QUOTED PASSAGE start

# Making Cheese



## HappyJoy (Nov 24, 2015)

Ugh, I feel like a cornball with that title.

I've recently begun a journey as a cheese maker. Very, very new at this.  I've made mozzarella, ricotta and have just invested in building a cheese cave and am on my first week (of 16 weeks) to aging Emmentaler (swiss) cheese.  

I have the patience of a gnat, I'm pretty sure I did a couple of things wrong but won't find out until Spring.  

Ignore this thread at your leisure.


----------



## Pogo (Nov 24, 2015)

HappyJoy said:


> Ugh, I feel like a cornball with that title.
> 
> I've recently begun a journey as a cheese maker. Very, very new at this.  I've made mozzarella, ricotta and have just invested in building a cheese cave and am on my first week (of 16 weeks) to aging Emmentaler (swiss) cheese.
> 
> ...



Let me know when you get to Gouda


----------



## Luddly Neddite (Nov 24, 2015)

Gnat?

A new kind of cheese? 

Cornball? Another really great variety? 

Might not be the time or place but tofu is a really healthy cheese. Same principle but made from soy beans. Not that I would even consider making my own but tofu is good food.

QUOTED PASSAGE end

_REQUESTS:_
#1 In the cheese-making thread, how many weeks does HappyJoy's Emmentaler cheese need to age?
#2 Copy out the part of the entries that opens with the line containing "Where in the photo above do you see the picture" and closes with the final line of the entries, including both of those lines.
The cheese-making thread and the entries that follow it are unrelated and should be treated as separate material.

STORED ROWS start

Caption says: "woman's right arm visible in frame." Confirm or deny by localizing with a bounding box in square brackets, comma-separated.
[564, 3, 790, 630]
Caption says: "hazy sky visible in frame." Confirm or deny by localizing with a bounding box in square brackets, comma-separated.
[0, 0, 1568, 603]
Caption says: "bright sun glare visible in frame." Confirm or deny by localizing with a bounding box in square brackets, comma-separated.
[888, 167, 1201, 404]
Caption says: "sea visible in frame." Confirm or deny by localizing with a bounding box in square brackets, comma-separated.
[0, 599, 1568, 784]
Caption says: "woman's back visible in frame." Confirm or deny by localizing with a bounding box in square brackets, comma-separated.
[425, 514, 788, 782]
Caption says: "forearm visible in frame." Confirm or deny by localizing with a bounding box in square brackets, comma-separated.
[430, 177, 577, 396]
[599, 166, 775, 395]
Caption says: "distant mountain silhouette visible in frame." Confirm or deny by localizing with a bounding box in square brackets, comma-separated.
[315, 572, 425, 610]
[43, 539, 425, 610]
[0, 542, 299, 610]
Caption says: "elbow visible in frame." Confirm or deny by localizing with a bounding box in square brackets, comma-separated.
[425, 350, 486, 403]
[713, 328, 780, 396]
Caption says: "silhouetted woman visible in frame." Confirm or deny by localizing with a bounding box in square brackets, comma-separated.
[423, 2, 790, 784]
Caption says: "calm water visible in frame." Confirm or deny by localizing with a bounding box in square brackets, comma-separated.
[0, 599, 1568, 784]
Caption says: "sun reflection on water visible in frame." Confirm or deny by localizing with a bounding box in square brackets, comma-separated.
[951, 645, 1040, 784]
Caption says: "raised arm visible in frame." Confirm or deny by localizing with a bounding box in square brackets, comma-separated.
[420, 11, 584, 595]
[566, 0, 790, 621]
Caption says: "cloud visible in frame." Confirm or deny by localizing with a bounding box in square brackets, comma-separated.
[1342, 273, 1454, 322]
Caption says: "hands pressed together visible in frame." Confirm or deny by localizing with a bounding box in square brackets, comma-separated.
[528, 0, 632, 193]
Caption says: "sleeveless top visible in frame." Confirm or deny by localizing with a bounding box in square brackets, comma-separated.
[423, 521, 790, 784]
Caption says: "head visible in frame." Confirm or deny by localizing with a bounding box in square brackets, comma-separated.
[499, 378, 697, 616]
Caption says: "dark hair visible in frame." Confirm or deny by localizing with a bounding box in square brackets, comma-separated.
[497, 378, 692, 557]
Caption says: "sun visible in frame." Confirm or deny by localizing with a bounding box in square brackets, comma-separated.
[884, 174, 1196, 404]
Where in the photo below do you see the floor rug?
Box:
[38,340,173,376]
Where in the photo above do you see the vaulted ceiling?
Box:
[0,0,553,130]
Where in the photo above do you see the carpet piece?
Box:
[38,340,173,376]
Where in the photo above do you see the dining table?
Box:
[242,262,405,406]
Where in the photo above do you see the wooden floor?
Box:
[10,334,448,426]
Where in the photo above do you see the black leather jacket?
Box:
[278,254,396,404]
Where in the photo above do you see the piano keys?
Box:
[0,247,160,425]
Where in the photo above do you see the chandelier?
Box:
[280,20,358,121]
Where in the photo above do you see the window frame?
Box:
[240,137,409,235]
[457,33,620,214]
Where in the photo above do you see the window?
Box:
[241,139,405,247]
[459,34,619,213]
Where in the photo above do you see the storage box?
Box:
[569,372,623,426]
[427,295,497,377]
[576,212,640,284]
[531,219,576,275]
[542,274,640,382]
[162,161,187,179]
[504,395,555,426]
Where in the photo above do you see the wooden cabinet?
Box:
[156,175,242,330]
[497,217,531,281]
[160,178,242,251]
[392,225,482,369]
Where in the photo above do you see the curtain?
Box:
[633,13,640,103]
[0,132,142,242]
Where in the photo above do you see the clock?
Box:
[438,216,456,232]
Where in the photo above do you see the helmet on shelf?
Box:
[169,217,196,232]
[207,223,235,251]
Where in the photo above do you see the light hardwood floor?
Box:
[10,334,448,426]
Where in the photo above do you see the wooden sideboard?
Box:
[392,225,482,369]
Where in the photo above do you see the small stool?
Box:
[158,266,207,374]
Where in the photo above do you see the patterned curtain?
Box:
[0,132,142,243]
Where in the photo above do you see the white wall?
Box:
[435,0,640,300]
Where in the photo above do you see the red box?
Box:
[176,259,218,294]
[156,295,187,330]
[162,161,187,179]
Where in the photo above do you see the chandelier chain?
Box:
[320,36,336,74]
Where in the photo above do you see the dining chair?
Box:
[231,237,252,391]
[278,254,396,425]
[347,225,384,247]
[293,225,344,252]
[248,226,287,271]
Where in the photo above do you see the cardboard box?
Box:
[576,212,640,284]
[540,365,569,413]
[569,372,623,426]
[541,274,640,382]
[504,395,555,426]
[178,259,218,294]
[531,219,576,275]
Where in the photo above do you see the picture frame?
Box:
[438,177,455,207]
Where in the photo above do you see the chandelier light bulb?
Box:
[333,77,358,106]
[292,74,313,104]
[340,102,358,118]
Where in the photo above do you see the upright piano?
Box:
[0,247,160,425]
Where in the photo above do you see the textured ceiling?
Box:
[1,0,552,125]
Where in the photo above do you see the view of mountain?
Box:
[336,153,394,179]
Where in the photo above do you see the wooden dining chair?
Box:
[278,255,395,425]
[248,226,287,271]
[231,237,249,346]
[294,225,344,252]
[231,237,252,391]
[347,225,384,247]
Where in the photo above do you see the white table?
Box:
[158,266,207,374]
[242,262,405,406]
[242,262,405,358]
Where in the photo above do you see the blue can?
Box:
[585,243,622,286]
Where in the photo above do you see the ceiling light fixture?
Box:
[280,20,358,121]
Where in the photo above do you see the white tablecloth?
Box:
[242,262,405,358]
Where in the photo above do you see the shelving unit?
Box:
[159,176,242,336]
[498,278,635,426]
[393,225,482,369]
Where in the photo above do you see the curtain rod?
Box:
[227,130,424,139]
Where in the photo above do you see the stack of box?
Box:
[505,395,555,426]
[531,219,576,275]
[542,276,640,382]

STORED ROWS end

_SOLUTIONS BELOW:_
#1 16 weeks.

#2
Where in the photo above do you see the picture frame?
Box:
[438,177,455,207]
Where in the photo above do you see the chandelier light bulb?
Box:
[333,77,358,106]
[292,74,313,104]
[340,102,358,118]
Where in the photo above do you see the upright piano?
Box:
[0,247,160,425]
Where in the photo above do you see the textured ceiling?
Box:
[1,0,552,125]
Where in the photo above do you see the view of mountain?
Box:
[336,153,394,179]
Where in the photo above do you see the wooden dining chair?
Box:
[278,255,395,425]
[248,226,287,271]
[231,237,249,346]
[294,225,344,252]
[231,237,252,391]
[347,225,384,247]
Where in the photo above do you see the white table?
Box:
[158,266,207,374]
[242,262,405,406]
[242,262,405,358]
Where in the photo above do you see the blue can?
Box:
[585,243,622,286]
Where in the photo above do you see the ceiling light fixture?
Box:
[280,20,358,121]
Where in the photo above do you see the white tablecloth?
Box:
[242,262,405,358]
Where in the photo above do you see the shelving unit?
Box:
[159,176,242,336]
[498,278,635,426]
[393,225,482,369]
Where in the photo above do you see the curtain rod?
Box:
[227,130,424,139]
Where in the photo above do you see the stack of box?
Box:
[505,395,555,426]
[531,219,576,275]
[542,276,640,382]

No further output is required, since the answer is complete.